What the exercise asks: What follows are records. Restate all of them word for word.

┏━━

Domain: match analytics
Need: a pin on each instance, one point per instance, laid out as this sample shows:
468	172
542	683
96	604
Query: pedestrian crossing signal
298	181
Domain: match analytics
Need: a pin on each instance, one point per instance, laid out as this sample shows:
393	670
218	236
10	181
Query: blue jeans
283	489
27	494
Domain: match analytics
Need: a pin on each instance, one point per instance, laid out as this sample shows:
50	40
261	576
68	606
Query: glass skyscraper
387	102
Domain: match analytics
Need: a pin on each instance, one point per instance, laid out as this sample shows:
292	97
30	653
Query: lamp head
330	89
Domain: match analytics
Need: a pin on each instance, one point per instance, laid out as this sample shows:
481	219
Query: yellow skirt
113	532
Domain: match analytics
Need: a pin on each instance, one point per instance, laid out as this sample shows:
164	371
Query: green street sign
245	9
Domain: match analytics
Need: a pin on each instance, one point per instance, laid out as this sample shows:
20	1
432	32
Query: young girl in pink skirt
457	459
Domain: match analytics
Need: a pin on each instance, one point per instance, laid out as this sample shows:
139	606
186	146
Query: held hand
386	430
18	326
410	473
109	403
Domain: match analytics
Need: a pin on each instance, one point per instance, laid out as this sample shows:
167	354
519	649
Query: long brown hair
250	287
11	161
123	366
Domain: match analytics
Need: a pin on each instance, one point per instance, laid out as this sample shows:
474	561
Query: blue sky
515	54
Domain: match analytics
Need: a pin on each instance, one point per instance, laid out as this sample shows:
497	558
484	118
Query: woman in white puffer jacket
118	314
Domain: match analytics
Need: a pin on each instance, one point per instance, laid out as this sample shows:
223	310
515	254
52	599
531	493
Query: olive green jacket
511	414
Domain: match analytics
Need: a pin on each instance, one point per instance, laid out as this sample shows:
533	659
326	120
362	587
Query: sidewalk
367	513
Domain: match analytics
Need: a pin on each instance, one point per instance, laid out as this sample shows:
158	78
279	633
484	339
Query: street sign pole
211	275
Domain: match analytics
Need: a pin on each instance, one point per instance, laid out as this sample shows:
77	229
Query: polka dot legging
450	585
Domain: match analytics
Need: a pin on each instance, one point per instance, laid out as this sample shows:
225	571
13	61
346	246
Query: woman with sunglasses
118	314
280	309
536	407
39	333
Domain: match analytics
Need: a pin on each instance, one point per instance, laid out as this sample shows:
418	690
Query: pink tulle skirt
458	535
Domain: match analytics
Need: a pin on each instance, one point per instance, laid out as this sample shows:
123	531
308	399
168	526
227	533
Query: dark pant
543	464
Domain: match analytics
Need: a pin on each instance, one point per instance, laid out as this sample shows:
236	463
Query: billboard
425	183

┗━━

Right answer:
Domain: match analytics
Need: a pin on each instance, one point per instance, laid out as this sample shows:
468	172
542	683
96	604
Query: pedestrian crossing signal
298	181
Domain: match analytics
Need: a pin on each instance, one point per instance, laid out as this sample shows:
393	670
218	236
10	181
Query: blue jeans
283	489
27	494
Domain: match analytics
Need: a pin on each instance, one point per instance, laid out as this sample shows:
50	40
261	576
68	606
Query: glass skyscraper
387	102
Domain: match analytics
Need: a pin on each instance, one point per instance, laid out as this sample shows:
292	97
30	653
Query: lamp head
330	89
Domain: match analytics
Need: a pin on each instance, one point per instance, laid out as this sample shows:
481	219
Query: yellow skirt
113	532
Domain: match analytics
Need: a pin on each instance, one point per instance, laid out as this sample shows:
164	371
Query: green street sign
245	9
Domain: match analytics
Need: a pin on each instance, one point per instance, laid out as this sample shows:
20	1
432	32
Query: young girl in pink skirt
457	459
Domain: match analytics
Need: a pin on each instance, one point per instance, laid out as this sample shows:
139	606
186	146
Query: held hand
386	430
18	326
410	473
109	403
Domain: match analytics
Need: a pin on each instance, one point per instance, laid out as this sample shows:
167	354
519	649
Query: long brown hair
250	287
11	161
123	366
Domain: match analytics
Need: a pin on each instance, one point per instance, laid out as this sample shows:
474	561
Query: blue sky
515	54
Domain: match analytics
Need: a pin on each instance, one point per instance, laid out as this sample shows:
497	558
484	118
Query: woman in white puffer jacket
118	314
Domain: match analytics
Need: a pin on each instance, one point per instance, laid out as this sample shows:
223	310
515	254
52	599
531	493
Query: olive green jacket
511	414
Domain: match analytics
Need: a pin on each instance, one point per instance, laid out as this sample shows:
533	659
326	120
362	587
Query: sidewalk
367	513
Domain: match analytics
Need: a pin on each instance, one point per instance, laid out as this sample shows:
158	78
279	633
484	339
Query: street sign pole
211	275
Domain: match analytics
Need: a pin on each instance, one point per instance, laid out as this sample shows:
77	229
Query: polka dot legging
450	585
Domain: match analytics
Need: a pin on each instance, one point per instance, laid out as this sample shows:
225	571
13	61
346	246
Query: woman with sunglasses
118	314
280	309
536	407
39	333
Domain: match analytics
Need: a pin on each instance, one point per instance, laid out as this sample shows:
418	690
Query: pink tulle skirt
458	535
Domain: match analytics
Need: a pin on each instance, one point per instance, laid out as this sample shows:
123	531
308	399
168	526
227	533
Query: dark pant
543	464
Domain: match analytics
Need: a pin on each instance, one point per instance, laid out as this sample shows:
236	463
Query: billboard
425	183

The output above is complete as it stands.